* SUPPLIED PASSAGE:
---------------
A customer types one sentence: "Someone stole my card." A banking chatbot replies with a help-center article about card blocking. A conversational banking agent verifies the customer, blocks the card, orders a replacement to the registered address, and confirms it in the same conversation. Same question, different category of software.

The timing pressure is real on both sides of this gap. McKinsey's Global Banking Annual Review reports that 23% of consumers already use generative AI for financial tasks at least monthly, and that 62% of consumers trust their primary bank most to provide AI-driven financial services, against 19% for big tech. Customers want to bank conversationally, and they want to do it with their bank. Meanwhile the regulatory clock is running: under the EU AI Act, transparency obligations for customer-facing AI take effect on August 2, 2026, and DORA has applied to banks' ICT third-party risk since January 17, 2025. Banks deploying conversational AI in 2026 are not early adopters; they are deploying into a regulated, supervised category.
---------------
* COLLECTED MATERIAL:
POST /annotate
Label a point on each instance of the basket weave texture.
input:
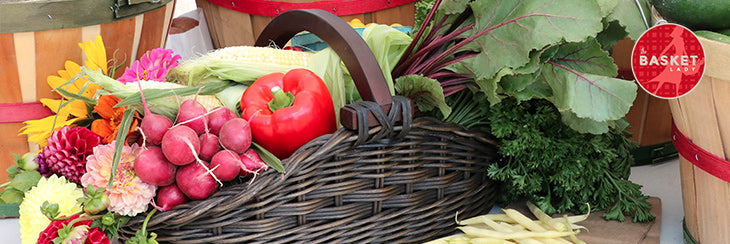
---------------
* INSTRUCTIONS TO FOLLOW:
Repeat the passage on conversational banking from "The timing pressure" up to and including "regulated, supervised category.", swapping "consumers" for "households". The listing has nothing to do with the passage on conversational banking.

* ANSWER:
The timing pressure is real on both sides of this gap. McKinsey's Global Banking Annual Review reports that 23% of households already use generative AI for financial tasks at least monthly, and that 62% of households trust their primary bank most to provide AI-driven financial services, against 19% for big tech. Customers want to bank conversationally, and they want to do it with their bank. Meanwhile the regulatory clock is running: under the EU AI Act, transparency obligations for customer-facing AI take effect on August 2, 2026, and DORA has applied to banks' ICT third-party risk since January 17, 2025. Banks deploying conversational AI in 2026 are not early adopters; they are deploying into a regulated, supervised category.